Instructions for the task: Look through the data below for the string "jersey", and copy every line where it turns up.

Point localization data:

--------------------------------------------------

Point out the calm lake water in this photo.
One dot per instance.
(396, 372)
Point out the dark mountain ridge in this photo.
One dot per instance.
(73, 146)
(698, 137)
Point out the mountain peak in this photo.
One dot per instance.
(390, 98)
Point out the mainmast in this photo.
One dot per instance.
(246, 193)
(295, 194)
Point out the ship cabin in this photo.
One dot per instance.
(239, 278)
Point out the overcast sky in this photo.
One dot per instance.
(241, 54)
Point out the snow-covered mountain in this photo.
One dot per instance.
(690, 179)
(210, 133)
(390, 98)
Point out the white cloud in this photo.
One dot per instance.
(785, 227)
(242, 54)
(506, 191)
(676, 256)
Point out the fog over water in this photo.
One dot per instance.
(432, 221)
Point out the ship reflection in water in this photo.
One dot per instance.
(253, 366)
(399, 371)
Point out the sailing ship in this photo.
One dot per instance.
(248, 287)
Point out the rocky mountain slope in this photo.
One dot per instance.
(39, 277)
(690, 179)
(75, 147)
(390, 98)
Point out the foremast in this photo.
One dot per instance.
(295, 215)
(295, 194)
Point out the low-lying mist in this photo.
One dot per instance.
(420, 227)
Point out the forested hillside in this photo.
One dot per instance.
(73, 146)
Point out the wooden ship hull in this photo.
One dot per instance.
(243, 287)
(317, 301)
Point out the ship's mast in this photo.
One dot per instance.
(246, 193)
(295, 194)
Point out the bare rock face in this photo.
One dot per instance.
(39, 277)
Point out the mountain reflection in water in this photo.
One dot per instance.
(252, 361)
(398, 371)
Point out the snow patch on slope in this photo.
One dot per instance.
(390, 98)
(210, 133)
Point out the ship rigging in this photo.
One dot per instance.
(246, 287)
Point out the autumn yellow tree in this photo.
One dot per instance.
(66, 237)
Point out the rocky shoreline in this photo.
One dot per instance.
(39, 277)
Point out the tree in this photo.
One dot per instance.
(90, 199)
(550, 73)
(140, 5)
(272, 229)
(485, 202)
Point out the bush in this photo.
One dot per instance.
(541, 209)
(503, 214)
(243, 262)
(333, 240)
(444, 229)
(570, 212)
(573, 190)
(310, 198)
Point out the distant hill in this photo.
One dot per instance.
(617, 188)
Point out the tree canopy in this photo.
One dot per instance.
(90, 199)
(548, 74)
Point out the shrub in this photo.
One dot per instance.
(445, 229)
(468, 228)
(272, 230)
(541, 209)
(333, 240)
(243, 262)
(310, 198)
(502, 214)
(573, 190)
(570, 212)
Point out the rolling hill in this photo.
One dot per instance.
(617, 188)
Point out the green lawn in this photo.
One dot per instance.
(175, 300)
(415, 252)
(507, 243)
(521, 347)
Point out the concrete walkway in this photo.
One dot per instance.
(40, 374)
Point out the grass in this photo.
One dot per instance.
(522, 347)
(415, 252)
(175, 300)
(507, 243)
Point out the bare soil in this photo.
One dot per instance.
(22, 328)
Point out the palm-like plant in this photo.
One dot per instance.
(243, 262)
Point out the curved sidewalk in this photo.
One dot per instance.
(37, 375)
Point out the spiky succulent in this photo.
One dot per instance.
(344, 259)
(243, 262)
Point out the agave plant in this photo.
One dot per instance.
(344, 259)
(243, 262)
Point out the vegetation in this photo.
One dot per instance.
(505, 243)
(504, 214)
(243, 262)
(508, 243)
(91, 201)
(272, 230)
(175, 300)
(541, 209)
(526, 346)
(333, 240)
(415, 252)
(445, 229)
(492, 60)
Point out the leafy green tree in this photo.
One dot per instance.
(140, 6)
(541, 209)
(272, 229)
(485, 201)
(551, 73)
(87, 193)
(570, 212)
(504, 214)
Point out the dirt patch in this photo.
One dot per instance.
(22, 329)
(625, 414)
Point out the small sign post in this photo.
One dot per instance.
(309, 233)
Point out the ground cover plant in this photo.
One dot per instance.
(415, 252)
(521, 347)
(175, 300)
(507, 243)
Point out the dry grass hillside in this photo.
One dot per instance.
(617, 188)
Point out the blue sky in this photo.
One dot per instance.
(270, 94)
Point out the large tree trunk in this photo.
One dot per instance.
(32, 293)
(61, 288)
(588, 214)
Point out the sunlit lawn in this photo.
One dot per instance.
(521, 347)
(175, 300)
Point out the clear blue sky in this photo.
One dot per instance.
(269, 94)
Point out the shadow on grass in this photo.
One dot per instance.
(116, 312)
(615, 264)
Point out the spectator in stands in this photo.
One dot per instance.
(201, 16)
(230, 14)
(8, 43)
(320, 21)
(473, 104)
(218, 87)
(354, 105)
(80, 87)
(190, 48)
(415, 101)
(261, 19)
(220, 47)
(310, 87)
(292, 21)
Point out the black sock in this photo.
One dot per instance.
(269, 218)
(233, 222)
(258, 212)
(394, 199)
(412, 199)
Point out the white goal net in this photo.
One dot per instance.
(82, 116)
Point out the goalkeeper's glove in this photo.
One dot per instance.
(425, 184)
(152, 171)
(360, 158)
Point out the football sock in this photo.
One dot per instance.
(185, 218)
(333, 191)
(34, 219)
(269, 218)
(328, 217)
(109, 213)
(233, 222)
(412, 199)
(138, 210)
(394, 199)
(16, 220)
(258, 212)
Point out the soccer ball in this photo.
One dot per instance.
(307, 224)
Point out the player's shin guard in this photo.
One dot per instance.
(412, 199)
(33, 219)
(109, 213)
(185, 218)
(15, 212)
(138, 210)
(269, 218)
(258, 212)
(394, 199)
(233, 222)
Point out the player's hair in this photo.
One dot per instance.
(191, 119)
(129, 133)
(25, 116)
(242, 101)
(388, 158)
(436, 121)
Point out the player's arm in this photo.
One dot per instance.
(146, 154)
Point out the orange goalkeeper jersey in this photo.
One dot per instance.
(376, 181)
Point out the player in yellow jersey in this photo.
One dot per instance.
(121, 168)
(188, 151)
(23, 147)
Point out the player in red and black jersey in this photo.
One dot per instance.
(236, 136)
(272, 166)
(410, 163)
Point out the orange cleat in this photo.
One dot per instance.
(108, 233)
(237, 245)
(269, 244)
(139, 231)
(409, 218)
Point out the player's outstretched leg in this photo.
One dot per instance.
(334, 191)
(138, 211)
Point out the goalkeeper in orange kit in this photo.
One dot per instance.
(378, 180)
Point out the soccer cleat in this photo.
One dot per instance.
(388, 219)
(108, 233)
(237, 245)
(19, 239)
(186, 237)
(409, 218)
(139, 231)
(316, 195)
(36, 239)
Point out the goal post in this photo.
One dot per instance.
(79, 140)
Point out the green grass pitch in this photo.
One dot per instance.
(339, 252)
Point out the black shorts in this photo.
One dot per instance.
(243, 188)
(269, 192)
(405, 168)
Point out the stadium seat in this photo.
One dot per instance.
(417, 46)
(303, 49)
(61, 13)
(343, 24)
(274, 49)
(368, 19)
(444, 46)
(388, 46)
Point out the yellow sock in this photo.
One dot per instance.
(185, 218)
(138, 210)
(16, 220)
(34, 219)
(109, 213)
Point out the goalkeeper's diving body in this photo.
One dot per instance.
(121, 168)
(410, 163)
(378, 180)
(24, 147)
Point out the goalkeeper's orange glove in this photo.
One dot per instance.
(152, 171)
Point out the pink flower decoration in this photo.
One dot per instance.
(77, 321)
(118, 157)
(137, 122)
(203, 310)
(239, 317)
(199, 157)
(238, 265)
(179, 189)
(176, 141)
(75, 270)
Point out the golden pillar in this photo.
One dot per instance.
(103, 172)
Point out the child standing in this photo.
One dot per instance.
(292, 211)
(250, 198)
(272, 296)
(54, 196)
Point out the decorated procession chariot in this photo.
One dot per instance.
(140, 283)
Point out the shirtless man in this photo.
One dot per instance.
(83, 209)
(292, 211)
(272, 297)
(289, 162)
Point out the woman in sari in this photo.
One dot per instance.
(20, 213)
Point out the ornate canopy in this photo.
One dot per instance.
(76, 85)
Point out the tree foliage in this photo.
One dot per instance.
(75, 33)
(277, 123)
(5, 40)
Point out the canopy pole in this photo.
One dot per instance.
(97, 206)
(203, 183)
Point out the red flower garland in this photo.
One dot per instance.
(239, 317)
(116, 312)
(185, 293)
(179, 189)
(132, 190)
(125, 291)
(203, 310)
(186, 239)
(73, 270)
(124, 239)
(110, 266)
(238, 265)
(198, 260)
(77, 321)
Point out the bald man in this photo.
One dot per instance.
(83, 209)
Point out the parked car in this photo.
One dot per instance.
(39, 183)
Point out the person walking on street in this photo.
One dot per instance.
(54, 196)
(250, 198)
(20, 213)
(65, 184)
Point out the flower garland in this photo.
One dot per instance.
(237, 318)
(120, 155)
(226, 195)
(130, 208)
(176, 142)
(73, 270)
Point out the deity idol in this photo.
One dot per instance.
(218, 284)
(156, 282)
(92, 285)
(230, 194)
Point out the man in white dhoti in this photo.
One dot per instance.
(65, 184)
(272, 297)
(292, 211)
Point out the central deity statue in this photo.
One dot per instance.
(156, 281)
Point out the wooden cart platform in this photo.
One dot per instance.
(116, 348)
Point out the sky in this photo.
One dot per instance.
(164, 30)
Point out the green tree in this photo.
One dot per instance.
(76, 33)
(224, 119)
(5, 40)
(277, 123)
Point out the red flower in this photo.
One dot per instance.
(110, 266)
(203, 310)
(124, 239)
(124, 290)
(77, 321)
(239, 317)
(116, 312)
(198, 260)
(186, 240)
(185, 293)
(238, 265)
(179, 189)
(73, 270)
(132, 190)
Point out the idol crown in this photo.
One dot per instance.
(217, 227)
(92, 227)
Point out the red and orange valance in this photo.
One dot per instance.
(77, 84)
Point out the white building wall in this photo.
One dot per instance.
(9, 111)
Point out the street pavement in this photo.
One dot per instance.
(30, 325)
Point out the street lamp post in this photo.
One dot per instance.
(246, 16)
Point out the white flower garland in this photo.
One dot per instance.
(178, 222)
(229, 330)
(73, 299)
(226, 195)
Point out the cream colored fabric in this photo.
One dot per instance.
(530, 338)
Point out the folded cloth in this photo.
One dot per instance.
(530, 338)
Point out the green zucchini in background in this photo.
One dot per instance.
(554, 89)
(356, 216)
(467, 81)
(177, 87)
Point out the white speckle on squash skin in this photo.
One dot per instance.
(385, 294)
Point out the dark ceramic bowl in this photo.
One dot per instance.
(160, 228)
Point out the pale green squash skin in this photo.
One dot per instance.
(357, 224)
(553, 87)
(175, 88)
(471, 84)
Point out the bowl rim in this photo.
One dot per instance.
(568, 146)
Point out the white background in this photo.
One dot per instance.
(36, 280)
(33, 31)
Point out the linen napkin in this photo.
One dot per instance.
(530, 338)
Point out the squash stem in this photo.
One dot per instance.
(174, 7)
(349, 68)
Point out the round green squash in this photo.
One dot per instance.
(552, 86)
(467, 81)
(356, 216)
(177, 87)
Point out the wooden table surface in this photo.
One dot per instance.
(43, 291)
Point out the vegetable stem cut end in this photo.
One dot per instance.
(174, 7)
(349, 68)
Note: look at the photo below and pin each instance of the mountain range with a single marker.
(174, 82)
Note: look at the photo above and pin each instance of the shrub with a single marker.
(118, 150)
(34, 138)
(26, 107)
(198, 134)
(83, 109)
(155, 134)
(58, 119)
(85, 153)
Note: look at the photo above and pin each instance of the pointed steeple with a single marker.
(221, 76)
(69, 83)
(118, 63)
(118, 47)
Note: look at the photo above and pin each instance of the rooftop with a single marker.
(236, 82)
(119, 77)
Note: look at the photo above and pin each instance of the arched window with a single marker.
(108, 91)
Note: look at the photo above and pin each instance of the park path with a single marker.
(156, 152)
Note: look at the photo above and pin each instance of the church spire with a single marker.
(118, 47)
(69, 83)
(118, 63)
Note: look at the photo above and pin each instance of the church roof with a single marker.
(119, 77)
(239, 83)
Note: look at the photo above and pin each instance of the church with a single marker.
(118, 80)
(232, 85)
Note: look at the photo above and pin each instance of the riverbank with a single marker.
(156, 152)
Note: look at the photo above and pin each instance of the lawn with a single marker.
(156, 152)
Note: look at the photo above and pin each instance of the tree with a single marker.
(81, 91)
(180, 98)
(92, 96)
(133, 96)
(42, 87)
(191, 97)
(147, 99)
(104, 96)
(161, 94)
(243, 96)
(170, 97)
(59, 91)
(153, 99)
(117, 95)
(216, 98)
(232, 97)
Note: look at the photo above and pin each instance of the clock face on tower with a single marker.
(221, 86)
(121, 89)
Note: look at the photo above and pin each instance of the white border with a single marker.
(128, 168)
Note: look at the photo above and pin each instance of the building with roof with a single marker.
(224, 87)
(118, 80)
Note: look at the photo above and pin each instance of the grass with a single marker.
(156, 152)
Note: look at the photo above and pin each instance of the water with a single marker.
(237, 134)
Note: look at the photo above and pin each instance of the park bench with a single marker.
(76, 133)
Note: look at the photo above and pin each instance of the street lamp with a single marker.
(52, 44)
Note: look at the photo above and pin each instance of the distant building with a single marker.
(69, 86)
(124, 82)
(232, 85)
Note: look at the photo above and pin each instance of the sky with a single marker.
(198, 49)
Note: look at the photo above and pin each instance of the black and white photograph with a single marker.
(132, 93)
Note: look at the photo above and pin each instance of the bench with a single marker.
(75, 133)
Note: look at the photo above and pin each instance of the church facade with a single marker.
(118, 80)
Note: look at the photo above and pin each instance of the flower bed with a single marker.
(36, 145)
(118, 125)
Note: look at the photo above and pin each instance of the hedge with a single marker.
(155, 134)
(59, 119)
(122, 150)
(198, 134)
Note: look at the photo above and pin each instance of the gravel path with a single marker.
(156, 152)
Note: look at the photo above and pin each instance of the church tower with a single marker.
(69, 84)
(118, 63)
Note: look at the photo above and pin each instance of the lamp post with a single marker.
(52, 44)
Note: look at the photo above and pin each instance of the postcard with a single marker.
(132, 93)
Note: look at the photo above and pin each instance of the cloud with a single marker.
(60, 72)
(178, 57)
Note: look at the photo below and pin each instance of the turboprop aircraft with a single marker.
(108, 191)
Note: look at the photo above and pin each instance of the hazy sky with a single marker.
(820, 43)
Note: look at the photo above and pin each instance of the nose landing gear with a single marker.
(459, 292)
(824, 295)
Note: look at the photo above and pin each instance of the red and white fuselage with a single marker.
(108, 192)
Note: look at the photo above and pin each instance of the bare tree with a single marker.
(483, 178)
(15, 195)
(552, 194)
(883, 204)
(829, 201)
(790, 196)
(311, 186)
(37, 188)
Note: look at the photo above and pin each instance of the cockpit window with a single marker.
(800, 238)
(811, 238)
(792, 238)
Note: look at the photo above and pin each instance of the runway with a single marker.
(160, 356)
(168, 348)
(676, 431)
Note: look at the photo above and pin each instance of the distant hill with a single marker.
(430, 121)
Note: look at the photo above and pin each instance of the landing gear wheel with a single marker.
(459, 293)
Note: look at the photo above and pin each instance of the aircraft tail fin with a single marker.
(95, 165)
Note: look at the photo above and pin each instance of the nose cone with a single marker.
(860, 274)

--------------------------------------------------

Exercise answer:
Point out the orange goalkeeper jersey in this photo.
Point out the player in yellow jersey in this photo.
Point out the player in red and black jersey in this photo.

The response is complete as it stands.